Work order.
Every record must be repeated exactly; omit any pictures they contain.

Data.

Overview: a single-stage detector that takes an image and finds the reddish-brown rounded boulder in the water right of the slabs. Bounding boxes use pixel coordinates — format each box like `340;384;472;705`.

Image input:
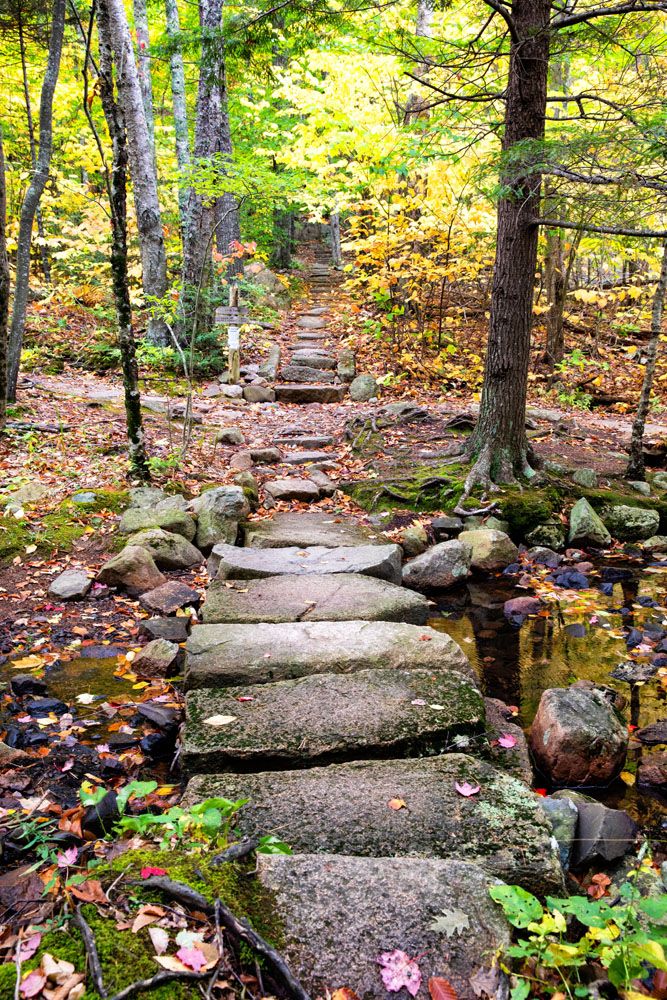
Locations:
530;687;628;785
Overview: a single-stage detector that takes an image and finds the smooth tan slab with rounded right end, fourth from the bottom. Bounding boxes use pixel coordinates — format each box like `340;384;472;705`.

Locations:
185;620;462;689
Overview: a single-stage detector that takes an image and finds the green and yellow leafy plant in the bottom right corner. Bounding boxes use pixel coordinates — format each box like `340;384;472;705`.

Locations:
489;856;667;1000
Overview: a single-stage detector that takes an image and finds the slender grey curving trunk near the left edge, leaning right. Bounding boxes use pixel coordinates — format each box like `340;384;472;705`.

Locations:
7;0;66;402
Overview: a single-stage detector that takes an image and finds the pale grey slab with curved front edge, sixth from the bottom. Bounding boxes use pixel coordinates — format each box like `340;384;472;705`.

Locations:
208;543;401;584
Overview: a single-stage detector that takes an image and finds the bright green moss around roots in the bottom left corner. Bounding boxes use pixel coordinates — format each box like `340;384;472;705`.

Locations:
0;906;192;1000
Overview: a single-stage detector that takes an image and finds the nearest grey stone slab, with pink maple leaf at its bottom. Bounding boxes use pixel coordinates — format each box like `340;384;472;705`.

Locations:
253;855;509;1000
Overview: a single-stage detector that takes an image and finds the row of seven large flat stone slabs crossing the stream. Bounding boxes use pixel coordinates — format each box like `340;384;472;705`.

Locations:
182;512;562;1000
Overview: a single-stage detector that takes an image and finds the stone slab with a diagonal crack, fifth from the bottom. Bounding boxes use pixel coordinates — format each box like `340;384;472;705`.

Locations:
200;573;431;624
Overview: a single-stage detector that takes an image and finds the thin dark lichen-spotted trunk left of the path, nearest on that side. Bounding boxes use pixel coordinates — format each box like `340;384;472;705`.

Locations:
97;0;150;482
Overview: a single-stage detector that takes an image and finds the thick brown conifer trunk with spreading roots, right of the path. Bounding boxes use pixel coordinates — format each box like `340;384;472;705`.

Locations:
466;0;551;492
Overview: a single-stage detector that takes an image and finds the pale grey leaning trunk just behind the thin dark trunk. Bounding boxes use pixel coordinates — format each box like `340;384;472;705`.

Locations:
107;0;169;345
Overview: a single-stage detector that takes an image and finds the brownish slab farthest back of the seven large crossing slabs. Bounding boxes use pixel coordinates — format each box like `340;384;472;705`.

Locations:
241;511;387;549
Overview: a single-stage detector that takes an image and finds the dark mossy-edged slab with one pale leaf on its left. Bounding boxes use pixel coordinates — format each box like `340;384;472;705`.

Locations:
181;668;485;774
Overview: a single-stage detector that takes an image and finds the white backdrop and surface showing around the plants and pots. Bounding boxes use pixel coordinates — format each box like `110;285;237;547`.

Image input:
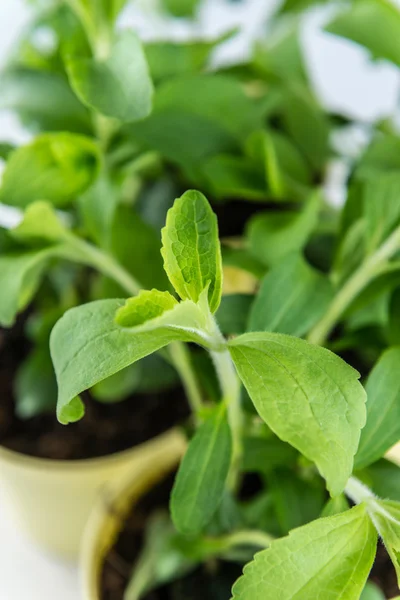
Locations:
0;0;400;600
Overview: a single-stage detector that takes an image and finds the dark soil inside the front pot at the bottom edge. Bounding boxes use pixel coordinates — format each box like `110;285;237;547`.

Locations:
100;476;242;600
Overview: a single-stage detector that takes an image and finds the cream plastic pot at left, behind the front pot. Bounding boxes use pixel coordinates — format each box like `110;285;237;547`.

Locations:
0;429;183;559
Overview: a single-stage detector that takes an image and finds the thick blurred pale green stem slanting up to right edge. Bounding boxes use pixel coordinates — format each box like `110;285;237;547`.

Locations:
308;227;400;346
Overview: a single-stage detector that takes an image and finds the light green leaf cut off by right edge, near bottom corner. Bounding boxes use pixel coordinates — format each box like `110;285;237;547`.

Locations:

Task response.
Overview: a single-stage detector that takes an image and finds the reddish-brown rounded boulder in the water right of the slabs. Bounding boxes use pixel coordinates — format each box like `340;384;472;705`.

Image input:
Locations:
530;687;628;785
Overview: a single-stage detector that takes an image and finds the smooth tan slab with rounded right end, fourth from the bottom. Bounding boxes use pixel coordinates — format each box like `340;384;472;705`.

Locations:
185;620;462;689
Overview: a single-stage detector that takes an image and finds the green and yellow leafy plant in the bottom right corner. Bounding boxes use pixel coordinates — format each box like `340;384;472;705`.

Locations:
489;856;667;1000
Overview: a single-stage detector that takes an image and finds the slender grey curving trunk near the left edge, leaning right. Bounding boxes use pixel coordinates — format each box like `340;384;472;705`.

Locations:
7;0;66;402
Overview: a single-stage detector that takes an image and finds the pale grey slab with curved front edge, sixth from the bottom. Bounding boxes use pixel coordinates — format each box like `340;384;472;705`.

Locations:
208;543;401;584
Overview: a single-stage detector that takes an image and finds the bright green moss around roots in the bottom left corner. Bounding boxes use pixel coordinates — format each box like `340;384;472;705`.

Locations:
0;906;192;1000
Overview: a single-stage detector that takes an image and finds the nearest grey stone slab, with pink maple leaf at its bottom. Bounding boxes use pixel coordinates — format each box like `340;384;472;705`.

Locations:
253;855;509;1000
Overview: a single-stage detector that takes an image and finds the row of seven large flat stone slabs crossing the stream. Bounding boxes use pixel coordinates — format each box like `340;384;472;705`.

Locations:
182;512;562;1000
Overview: a single-stage detector that takes an image and finds the stone slab with a diagonal crack, fifth from the bottom. Bounding boxes use pixel coordinates — format each box like `340;384;472;705`.

Locations:
200;573;431;624
Overview: a single-stage detector that takes an image and finds the thin dark lichen-spotted trunk left of the path, nearest on that side. Bounding boxes use pixel coordinates — format each box like `340;384;472;705`.

Locations:
97;0;150;482
Overview: a single-stage detector that takes an image and finds the thick brown conifer trunk with spreading roots, right of the path. Bounding boxes use pixel coordinates — format each box like `340;384;472;705`.

Locations:
466;0;551;492
Overview: a single-stage detector that takes an image and finds the pale grey leaning trunk just behind the thin dark trunk. Bounding boxes use pixel coordinates — format each box like `340;384;472;705`.

Locations:
107;0;169;345
Overview: a single-stage detector that takes an image and finds the brownish slab farthest back of the seven large crossing slabs. Bounding boxes use pixel coordinates — format each box like `340;384;472;705`.

Locations:
241;511;387;549
Overview: a single-stage detector that takes an image and finds the dark mossy-edged slab with one pale leaf on its left. Bounding boxes use pixel coordinates — format each box like `340;384;472;705`.

Locations:
181;668;485;774
Overview: a single-stage detector that takes an image and finds the white backdrop and surface showing around the plants and pots. Bounding boxes use pixel coordinates — format each box like `110;285;237;547`.

Image input:
Locations:
0;0;400;600
Overview: a single-stage detector that takes an image and finds the dark soil inside the front pot at the bottom edge. Bounding boxes use pixel coordinates — format each box like `110;285;237;547`.

Locations:
100;476;242;600
Overview: a single-stage detector that takes an image and finds the cream plastic pot at left, behind the front pot. Bounding boxes use pixel coordinates — format each box like `110;285;237;547`.

Locations:
0;429;183;559
Overview: a single-stage detector that takes an image and finds the thick blurred pale green stem slanting up to right edge. Bounding boxes use pixel coordinates — format each box like `110;285;237;547`.

Locations:
308;227;400;346
Overview: a single-stage detector that takes an image and finds the light green leaf cut off by right edge, near bottom corner. Bounding boxes use pixel coordinates — format each box like `110;285;237;547`.

Locations:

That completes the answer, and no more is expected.